Some rows

******

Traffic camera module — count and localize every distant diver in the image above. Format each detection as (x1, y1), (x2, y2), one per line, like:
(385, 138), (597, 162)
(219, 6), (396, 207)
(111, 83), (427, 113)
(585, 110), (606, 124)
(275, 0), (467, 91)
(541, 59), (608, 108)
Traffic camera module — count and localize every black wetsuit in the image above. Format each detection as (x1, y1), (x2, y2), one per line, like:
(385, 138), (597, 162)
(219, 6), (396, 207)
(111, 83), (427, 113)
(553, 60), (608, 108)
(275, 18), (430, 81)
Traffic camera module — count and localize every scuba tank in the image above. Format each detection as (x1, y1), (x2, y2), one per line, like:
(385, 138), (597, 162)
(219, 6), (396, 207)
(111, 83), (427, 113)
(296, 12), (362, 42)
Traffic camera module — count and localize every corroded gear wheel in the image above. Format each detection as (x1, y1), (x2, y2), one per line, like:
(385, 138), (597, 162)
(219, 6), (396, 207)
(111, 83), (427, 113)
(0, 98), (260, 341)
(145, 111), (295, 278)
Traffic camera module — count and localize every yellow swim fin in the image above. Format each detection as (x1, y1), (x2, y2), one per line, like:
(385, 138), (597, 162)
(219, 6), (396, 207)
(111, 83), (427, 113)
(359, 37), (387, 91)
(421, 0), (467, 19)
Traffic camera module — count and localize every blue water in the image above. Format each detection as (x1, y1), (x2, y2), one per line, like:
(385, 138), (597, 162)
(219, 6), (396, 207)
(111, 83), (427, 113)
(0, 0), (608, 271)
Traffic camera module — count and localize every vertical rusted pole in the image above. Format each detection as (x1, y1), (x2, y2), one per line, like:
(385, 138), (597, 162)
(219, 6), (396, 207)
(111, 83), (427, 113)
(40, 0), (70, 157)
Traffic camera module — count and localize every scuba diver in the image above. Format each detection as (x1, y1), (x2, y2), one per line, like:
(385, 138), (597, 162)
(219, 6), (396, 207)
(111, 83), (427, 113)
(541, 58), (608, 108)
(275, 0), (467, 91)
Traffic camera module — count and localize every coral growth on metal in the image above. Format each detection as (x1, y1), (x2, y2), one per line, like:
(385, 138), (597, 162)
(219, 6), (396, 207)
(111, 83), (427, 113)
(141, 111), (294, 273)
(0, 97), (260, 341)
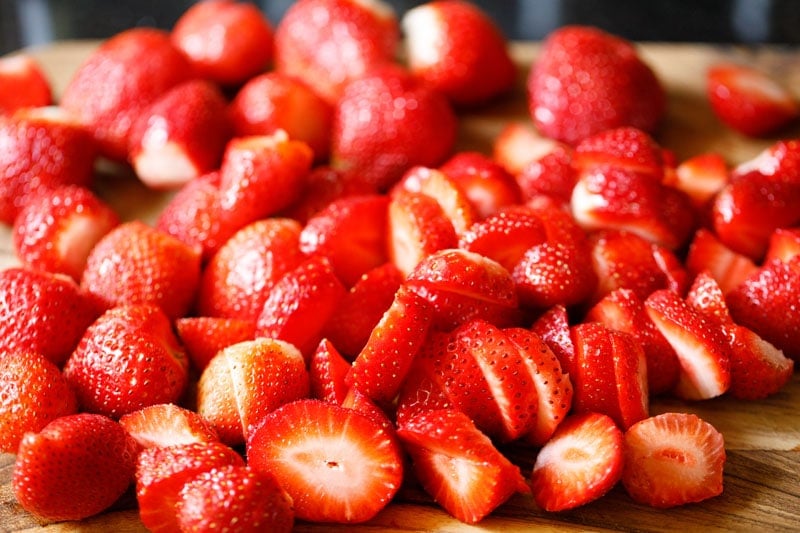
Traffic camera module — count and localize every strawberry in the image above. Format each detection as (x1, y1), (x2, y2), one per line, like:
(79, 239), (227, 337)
(12, 413), (137, 521)
(400, 0), (516, 106)
(725, 258), (800, 360)
(61, 28), (194, 161)
(0, 107), (97, 225)
(439, 151), (522, 218)
(81, 220), (200, 319)
(503, 328), (574, 446)
(175, 465), (294, 533)
(527, 26), (666, 144)
(119, 403), (219, 448)
(64, 304), (189, 418)
(0, 351), (78, 453)
(622, 413), (725, 508)
(197, 337), (309, 445)
(170, 0), (273, 86)
(0, 267), (100, 366)
(323, 262), (403, 360)
(644, 289), (731, 400)
(308, 338), (350, 405)
(531, 413), (624, 511)
(230, 71), (333, 161)
(11, 185), (120, 280)
(570, 322), (649, 429)
(397, 409), (529, 524)
(388, 189), (458, 277)
(175, 316), (256, 372)
(0, 53), (53, 115)
(331, 64), (458, 190)
(300, 194), (389, 287)
(256, 255), (347, 360)
(195, 217), (304, 321)
(128, 80), (232, 189)
(136, 442), (245, 533)
(247, 399), (403, 524)
(346, 287), (433, 405)
(706, 63), (800, 137)
(275, 0), (400, 104)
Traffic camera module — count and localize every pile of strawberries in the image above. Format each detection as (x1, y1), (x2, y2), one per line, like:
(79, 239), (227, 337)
(0, 0), (800, 531)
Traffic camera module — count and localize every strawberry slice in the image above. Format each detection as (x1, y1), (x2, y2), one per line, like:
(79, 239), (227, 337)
(531, 413), (623, 511)
(622, 413), (725, 508)
(644, 289), (731, 400)
(247, 399), (403, 524)
(706, 63), (800, 137)
(397, 409), (530, 524)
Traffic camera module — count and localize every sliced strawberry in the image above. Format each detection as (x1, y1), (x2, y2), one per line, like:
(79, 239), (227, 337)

******

- **Exercise goal**:
Copy out only the lines starting at the one containing "Traffic camera module — count and localize every black" and ending at the one containing "(275, 18), (430, 81)", requests included. Shift every answer coordinate by -89, and leave the requests and their sample coordinates unchanged.

- **Solution to the problem**:
Traffic camera module — count and localize every black wetsuit in the image above. Format each detection as (x1, y1), (x2, y2), one per line, like:
(385, 138), (597, 162)
(219, 6), (396, 207)
(111, 83), (427, 113)
(464, -29), (519, 19)
(186, -71), (341, -8)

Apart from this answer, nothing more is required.